Material supplied:
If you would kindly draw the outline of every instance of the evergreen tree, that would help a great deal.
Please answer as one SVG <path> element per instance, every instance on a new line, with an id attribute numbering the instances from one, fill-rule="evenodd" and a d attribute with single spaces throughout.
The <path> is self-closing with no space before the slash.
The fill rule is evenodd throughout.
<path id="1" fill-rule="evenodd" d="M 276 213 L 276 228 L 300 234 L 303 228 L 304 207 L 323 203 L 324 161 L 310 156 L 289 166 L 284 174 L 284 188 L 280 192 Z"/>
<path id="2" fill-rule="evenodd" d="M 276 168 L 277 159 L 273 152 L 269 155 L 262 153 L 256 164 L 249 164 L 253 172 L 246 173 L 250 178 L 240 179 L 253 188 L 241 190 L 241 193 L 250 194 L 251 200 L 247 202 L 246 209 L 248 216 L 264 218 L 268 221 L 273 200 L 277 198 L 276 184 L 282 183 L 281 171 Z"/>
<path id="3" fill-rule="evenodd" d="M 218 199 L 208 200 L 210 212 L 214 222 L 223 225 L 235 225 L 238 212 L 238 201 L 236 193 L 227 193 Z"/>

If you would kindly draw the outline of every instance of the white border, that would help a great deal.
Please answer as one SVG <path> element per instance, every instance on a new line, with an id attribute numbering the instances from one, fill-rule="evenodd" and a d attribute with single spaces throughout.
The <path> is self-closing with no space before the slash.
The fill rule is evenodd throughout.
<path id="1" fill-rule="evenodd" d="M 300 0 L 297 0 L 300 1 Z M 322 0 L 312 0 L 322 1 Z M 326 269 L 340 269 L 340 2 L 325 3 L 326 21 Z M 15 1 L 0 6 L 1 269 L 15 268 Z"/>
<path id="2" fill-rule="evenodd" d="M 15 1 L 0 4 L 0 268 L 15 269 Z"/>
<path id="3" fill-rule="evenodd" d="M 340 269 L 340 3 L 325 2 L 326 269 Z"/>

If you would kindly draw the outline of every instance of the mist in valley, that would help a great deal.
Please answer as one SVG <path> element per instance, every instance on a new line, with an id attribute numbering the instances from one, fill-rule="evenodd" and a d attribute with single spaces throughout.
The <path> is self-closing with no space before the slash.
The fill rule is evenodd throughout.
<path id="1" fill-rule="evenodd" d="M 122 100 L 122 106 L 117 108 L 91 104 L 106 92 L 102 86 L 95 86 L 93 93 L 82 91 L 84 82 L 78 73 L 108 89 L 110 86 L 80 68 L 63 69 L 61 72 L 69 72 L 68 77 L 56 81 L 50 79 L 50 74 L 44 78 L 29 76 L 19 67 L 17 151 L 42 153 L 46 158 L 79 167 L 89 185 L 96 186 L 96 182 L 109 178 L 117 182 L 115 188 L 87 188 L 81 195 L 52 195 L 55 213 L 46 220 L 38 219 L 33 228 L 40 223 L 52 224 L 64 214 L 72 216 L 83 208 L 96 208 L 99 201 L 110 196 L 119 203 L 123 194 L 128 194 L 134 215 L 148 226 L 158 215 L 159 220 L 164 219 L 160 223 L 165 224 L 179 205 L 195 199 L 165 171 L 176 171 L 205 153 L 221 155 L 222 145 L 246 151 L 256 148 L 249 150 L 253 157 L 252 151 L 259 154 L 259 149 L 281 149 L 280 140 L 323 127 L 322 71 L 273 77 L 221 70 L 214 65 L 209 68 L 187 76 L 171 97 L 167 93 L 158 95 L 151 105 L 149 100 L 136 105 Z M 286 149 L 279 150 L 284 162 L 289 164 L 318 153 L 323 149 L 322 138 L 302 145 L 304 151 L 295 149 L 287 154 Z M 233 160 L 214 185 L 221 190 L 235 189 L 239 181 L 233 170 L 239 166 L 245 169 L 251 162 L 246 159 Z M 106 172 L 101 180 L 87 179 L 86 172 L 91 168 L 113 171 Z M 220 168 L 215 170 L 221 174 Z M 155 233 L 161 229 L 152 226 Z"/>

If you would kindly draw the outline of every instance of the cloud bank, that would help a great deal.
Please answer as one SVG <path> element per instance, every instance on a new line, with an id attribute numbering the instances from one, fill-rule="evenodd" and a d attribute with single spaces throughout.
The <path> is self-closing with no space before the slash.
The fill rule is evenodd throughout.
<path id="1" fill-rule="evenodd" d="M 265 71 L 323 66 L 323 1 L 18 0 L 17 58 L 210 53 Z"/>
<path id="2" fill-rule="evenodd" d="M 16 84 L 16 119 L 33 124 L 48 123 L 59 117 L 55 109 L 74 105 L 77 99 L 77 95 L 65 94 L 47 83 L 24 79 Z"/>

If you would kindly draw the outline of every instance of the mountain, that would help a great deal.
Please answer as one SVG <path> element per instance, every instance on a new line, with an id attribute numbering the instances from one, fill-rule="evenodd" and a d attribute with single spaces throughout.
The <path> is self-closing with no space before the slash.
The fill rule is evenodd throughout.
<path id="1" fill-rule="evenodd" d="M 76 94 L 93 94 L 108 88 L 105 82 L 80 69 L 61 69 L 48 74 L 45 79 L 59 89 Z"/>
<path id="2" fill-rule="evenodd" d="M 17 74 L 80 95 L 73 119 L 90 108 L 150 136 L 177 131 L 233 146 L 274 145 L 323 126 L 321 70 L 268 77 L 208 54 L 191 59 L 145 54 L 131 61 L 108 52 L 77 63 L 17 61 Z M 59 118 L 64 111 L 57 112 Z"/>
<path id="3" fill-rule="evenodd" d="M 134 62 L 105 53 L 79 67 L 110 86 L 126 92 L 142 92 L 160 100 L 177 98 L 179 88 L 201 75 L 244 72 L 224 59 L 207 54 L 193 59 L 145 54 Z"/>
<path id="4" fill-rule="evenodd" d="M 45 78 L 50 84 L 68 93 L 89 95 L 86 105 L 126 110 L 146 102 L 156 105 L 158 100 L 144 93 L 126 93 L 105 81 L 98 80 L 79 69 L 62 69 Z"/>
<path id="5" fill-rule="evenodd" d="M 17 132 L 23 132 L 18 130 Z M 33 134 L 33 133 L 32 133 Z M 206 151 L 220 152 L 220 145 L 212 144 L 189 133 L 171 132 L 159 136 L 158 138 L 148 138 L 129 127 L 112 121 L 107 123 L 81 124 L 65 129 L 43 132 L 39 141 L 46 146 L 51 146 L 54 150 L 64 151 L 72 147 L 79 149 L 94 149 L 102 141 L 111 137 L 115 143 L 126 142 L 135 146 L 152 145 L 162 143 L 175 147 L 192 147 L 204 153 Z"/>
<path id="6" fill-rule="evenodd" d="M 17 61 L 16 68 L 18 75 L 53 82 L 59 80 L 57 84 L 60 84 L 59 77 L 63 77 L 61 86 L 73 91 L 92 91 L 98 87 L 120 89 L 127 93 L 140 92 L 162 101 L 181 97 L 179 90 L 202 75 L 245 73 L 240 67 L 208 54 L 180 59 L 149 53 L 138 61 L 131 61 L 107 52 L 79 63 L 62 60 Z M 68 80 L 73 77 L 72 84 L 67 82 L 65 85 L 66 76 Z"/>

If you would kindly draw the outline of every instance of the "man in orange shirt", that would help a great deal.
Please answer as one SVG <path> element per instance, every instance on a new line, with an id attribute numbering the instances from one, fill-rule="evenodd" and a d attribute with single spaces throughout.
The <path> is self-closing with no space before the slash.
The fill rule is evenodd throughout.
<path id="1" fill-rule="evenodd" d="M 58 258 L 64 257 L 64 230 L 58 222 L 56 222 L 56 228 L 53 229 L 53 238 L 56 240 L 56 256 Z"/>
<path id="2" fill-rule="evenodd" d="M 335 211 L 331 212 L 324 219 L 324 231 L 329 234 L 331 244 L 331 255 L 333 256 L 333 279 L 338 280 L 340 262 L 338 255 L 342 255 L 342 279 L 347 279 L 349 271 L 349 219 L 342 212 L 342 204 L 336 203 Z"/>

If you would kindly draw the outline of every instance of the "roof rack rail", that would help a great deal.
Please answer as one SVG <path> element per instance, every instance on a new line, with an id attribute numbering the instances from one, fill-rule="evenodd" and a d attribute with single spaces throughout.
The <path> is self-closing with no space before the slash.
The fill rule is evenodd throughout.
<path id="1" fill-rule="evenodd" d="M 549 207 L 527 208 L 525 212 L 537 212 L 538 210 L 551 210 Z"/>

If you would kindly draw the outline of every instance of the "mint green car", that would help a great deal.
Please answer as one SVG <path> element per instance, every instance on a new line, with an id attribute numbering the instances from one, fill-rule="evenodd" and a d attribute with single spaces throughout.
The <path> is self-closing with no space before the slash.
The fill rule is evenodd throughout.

Problem description: From the records above, pull out every line containing the word "would".

Exercise solution:
If you would kindly draw the outline of every instance of the evergreen tree, that would help a great deal.
If you would kindly draw the outline of every instance of the white border, that would help a great deal.
If you would kindly draw the outline of every instance of the mist in valley, that would help a great deal.
If you would kindly draw the outline of every instance of the cloud bank, that would help a great deal.
If you would kindly draw the outline of every instance of the mountain, that would help a great deal.
If you would kindly draw the outline of every instance of the "man in orange shirt", that would help a great deal.
If you would kindly draw the outline of every instance of the "roof rack rail", that would help a great deal.
If you would kindly draw the outline of every instance of the "mint green car", that would help a great deal.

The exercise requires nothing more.